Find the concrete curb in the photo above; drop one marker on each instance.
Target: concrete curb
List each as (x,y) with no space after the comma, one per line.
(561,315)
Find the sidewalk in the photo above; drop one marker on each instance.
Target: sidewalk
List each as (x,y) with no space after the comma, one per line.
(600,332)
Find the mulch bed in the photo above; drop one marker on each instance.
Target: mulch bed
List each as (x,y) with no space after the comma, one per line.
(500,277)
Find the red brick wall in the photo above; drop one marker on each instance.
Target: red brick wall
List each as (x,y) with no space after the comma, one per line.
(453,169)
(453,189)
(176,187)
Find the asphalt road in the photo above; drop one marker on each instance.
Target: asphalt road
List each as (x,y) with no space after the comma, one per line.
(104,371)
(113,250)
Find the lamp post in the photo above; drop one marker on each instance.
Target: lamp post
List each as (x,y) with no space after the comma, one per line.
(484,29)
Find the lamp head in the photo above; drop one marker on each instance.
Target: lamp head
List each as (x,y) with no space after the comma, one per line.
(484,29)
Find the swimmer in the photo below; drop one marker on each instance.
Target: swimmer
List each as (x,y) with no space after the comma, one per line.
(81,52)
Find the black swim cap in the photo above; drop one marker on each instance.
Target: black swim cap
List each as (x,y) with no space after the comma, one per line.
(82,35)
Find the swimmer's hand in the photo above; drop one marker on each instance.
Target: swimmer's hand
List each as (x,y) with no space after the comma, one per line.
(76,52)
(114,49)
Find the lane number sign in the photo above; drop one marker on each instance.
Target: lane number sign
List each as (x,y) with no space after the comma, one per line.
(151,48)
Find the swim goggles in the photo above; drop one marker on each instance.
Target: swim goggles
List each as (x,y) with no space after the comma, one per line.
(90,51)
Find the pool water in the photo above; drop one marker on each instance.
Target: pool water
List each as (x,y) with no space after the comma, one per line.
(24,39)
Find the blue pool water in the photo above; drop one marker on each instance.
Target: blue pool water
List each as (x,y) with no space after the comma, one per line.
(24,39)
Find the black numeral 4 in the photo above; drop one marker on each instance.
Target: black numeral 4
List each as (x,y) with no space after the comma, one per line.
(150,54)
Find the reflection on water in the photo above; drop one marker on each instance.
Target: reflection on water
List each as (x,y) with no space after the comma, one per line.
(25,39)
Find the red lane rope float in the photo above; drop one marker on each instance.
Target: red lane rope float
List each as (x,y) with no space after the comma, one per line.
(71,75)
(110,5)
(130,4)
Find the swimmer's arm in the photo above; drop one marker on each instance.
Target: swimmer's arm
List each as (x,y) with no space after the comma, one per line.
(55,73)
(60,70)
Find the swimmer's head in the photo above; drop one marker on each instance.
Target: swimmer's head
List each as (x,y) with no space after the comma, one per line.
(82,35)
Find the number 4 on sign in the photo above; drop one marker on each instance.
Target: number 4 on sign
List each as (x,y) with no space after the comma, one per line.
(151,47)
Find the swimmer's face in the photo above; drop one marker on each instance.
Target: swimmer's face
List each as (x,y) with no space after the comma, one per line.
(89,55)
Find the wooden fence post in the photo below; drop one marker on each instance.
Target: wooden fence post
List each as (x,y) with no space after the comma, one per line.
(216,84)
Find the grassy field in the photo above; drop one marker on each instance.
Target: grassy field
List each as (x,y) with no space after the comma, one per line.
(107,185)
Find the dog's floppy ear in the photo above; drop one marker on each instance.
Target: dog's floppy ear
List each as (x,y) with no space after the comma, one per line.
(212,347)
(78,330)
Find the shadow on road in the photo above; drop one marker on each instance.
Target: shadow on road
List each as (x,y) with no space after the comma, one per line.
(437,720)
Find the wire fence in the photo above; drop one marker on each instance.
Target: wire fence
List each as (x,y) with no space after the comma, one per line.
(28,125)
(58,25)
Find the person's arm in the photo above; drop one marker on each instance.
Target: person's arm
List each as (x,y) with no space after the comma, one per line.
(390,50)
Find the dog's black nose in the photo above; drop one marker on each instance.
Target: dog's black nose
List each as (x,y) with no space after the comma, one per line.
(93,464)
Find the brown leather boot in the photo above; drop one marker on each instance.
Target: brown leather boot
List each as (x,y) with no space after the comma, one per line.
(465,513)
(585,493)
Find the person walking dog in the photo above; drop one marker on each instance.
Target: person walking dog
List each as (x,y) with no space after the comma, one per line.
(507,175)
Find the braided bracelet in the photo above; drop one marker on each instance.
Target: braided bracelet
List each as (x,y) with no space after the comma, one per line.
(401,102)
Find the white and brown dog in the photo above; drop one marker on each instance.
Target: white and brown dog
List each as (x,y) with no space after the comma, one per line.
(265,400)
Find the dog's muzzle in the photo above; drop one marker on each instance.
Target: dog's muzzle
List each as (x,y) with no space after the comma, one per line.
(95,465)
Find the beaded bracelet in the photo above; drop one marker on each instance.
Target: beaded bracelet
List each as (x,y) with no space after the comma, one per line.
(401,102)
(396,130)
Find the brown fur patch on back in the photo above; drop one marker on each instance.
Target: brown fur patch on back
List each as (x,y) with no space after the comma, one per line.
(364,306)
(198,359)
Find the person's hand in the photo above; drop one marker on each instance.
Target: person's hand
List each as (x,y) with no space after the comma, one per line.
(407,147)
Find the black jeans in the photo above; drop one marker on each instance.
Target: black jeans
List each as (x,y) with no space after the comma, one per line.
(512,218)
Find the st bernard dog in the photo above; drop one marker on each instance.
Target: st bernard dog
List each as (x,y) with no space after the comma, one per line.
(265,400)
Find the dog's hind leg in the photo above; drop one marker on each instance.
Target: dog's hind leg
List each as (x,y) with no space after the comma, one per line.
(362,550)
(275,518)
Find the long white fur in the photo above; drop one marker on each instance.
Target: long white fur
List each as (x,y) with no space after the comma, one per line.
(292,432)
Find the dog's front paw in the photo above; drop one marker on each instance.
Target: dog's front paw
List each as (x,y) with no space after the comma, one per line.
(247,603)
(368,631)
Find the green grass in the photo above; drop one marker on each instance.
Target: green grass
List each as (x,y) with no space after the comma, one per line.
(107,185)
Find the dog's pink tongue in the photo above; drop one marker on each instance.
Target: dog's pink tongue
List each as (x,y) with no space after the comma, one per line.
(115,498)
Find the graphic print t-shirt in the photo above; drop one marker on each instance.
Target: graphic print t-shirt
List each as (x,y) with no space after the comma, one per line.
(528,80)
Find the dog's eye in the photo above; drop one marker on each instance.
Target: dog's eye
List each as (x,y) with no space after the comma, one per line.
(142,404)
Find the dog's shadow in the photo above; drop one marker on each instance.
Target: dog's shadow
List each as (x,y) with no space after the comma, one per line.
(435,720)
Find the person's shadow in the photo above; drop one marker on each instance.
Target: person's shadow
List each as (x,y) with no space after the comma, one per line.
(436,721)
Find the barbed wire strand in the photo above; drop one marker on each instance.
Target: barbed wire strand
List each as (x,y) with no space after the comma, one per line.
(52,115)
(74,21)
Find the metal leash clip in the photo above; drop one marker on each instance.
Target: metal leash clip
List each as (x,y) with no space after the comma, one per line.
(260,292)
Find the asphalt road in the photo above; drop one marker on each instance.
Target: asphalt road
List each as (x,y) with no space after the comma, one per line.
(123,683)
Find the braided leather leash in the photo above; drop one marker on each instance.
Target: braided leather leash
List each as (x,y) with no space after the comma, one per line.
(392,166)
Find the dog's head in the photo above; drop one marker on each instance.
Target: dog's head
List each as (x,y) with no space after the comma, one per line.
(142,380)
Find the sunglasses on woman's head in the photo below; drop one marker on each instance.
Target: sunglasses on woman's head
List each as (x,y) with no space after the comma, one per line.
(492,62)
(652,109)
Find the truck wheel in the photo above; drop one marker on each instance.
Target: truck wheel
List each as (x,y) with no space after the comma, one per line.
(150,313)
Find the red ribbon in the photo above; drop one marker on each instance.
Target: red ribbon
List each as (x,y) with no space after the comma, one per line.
━━━
> **Directions for this task**:
Which lines run from the one holding "Target: black jeans" through the one holding "Target: metal leash clip" in the records above? Repeat them exactly, both included, and nothing more.

> **Written answer**:
Target: black jeans
List each as (x,y) with no space after the comma, one per line.
(512,218)
Find the st bernard dog in the photo above; drop one marker on each instance.
Target: st bernard dog
List each as (x,y) with no space after the comma, one per line.
(265,400)
Find the dog's hind leg in the photo above; drop one marker on each instance.
Target: dog's hind leg
List each as (x,y) with no space after the comma, one per line.
(362,550)
(275,518)
Find the long white fur in the photo above; drop one marker on each instance.
Target: long white fur
List each as (x,y) with no space after the comma, one per line.
(292,432)
Find the dog's front paw in the photo above; drop one marker on each instance.
Target: dog's front paw
List each as (x,y) with no space after the comma, one per line.
(247,603)
(368,631)
Find the green grass in the photo above; drop one marker on each instance.
Target: green grass
List each as (x,y) with no space after the comma, one per line.
(107,185)
Find the dog's pink tongue in the photo above; drop one marker on each instance.
Target: dog's pink tongue
List each as (x,y) with no space after the comma, one per line.
(115,498)
Find the graphic print t-shirt in the photo above; drop one marker on each instance.
Target: graphic print t-shirt
List each as (x,y) with no space after the comma, one per line.
(528,80)
Find the dog's eye in the photo above; drop one marker on each instance.
Target: dog's eye
List each as (x,y) with no space after the comma, one per line.
(142,404)
Find the dog's shadow in the photo above; drop one marker on each instance.
Target: dog's shadow
List each as (x,y) with no space after the comma, one per line.
(435,720)
Find the person's shadow in the photo above; drop one marker on each instance.
Target: person's shadow
List each as (x,y) with no space after the comma, one per line.
(436,721)
Find the barbed wire strand in the photo above; drop one marker on each instance.
Target: barbed wire strand
List each as (x,y) with no space after the comma, one per line.
(52,115)
(74,21)
Find the metal leash clip in the photo above; drop one marker on each instance.
Target: metal leash clip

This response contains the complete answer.